- BLOQUE DE TEXTO:
La descripción de ese país de fantasía, una suerte de “Macrilandia”, no encuentra correlato con la realidad actual ni con la “heredada” en 2015. Ninguno dato cierto proveen sobre endeudamiento, déficit fiscal, reservas del BCRA, inserción de la Argentina en el mundo, inflación, comercio exterior, energía y tarifas, desocupación o creación de empleo. Menos cierto aún, es la supuesta “plataforma” para el despegue de la Economía que se atribuyen haber construido.
Bastaría con referir que, entre 2015 y 2019, la deuda pública se duplicó, sin que significara inversión alguna sino una fuga de capitales un tercio superior al “generoso” empréstito contraído con el FMI; que también en similar proporción aumentó el desempleo; que mayor fue el incremento del riesgo país que casi se quintuplicó, dejándonos fuera de todo acceso al crédito internacional; la inflación acumulada supera el 280%; que la tasa de interés bancaria se triplicó, tornando ilusoria toda inversión productiva y virtualmente imposible el sostenimiento de la actividad empresaria, con una recesión que acompañó el cierre de casi 20.000 empresas; que de la meta de “pobreza cero”, se pasó a la generación de más de dos millones y medio de nuevos pobres.

- LISTADO:

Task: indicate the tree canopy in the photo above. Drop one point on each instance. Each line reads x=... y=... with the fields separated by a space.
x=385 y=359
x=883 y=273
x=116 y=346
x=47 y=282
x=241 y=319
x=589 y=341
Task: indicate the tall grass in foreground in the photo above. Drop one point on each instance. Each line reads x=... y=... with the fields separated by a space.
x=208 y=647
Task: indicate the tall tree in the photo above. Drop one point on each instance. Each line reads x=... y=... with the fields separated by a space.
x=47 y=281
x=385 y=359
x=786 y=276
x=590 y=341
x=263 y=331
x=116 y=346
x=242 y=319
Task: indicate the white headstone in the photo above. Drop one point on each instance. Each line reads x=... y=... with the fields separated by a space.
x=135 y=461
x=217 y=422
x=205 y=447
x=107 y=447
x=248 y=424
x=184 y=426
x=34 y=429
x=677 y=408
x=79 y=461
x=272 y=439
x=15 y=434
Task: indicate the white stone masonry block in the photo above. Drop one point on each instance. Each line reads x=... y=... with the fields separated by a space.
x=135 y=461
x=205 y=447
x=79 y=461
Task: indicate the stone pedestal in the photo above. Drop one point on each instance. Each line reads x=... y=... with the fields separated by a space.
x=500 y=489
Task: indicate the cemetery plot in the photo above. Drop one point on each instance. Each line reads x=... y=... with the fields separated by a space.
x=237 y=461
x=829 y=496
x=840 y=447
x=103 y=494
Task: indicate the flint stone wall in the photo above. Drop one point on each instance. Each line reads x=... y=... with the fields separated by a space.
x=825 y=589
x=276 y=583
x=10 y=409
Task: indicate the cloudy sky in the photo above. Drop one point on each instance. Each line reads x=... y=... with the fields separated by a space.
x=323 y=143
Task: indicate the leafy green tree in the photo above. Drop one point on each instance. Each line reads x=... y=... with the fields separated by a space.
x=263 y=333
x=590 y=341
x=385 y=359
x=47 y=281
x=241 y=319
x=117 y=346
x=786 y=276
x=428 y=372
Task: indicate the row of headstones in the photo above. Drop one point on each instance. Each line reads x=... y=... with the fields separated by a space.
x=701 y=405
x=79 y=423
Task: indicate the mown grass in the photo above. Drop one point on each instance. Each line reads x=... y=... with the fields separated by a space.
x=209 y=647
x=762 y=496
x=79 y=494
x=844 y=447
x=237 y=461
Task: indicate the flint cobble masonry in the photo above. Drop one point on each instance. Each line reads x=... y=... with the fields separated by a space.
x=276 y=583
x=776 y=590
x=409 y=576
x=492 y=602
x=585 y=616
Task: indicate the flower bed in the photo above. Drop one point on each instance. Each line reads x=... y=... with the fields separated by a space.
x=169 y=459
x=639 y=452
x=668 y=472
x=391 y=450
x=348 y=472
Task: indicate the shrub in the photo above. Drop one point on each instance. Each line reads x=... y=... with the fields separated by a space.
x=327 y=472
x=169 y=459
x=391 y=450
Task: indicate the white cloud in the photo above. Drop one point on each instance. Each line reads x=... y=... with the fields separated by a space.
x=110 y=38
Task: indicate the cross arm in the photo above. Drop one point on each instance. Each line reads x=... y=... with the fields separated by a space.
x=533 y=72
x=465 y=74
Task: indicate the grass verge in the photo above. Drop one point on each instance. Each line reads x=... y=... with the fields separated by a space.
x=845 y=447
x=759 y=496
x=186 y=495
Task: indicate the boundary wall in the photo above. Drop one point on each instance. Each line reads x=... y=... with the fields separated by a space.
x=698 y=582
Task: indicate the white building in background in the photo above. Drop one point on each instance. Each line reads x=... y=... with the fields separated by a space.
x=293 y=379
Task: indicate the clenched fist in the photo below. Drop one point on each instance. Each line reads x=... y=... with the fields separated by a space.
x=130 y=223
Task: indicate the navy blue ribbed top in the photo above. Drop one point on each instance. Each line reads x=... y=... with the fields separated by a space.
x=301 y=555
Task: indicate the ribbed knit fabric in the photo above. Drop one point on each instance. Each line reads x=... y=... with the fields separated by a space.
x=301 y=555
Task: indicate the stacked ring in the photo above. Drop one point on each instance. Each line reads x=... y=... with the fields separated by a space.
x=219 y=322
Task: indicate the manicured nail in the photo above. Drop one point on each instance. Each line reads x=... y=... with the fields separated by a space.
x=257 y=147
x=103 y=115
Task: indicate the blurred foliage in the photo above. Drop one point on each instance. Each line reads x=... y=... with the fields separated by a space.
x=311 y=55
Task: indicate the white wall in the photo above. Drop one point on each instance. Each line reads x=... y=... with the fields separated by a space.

- QUÉ HACER:
[1] En el primer párrafo del texto sobre la economía argentina se enumeran, separados por comas, los temas sobre los que no se aporta ningún dato cierto. Escríbelos en ese orden.
[2] Prosigue el texto sobre la economía argentina a partir de su última oración.

- RESULTADOS POR TAREA:
[1]
- endeudamiento
- déficit fiscal
- reservas del BCRA
- inserción de la Argentina en el mundo
- inflación
- comercio exterior
- energía y tarifas
- desocupación o creación de empleo

[2]
“Sabemos que todavía falta mucho, pero este es el camino correcto para tener un país mejor, generando confianza y trabajando a la par del mundo”. Una afirmación que sin pudor se expresa en ese “manifiesto”, denotando un grado de cinismo sin límites a la luz de los enormes padecimientos que sufre la población y de la profunda crisis que ha generado este Gobierno.
Calidad institucional
Unos días antes, en el Centro Cultural Néstor Kirchner, el Presidente había dicho cosas como estas:
- “Pusimos en marcha un Estado que tenía sus estructuras oxidadas, llenas de trabas y corruptelas. Esto fue un antes y un después. Todas estas cosas forman parte de este gigantesco rompecabezas que es esta Argentina que se comienza a mover”
- “Nos vamos con la conciencia tranquila y con las manos limpias, porque gobernamos con honestidad (…) cambiamos la cultura política (… y) no atropellamos a nadie cuando estuvimos en el poder”.
Por lo visto, mal puede colmarse nuestra capacidad de asombro, porque ya en retirada no dejan de menospreciar la inteligencia del ciudadano común e insisten en sostener su discurso político en la mentira, al punto de pretender convertir una rotunda derrota electoral en una suerte de “empate triunfal”.
Aunque de tanta o mayor gravedad es que, el daño ocasionado a las instituciones y diversas instancias estatales -en buena medida encubierto por los medios de comunicación hegemónicos-, pretendan soslayarlo y erigir nuevamente como bandera la exigencia de una conducta republicana que no han practicado nunca.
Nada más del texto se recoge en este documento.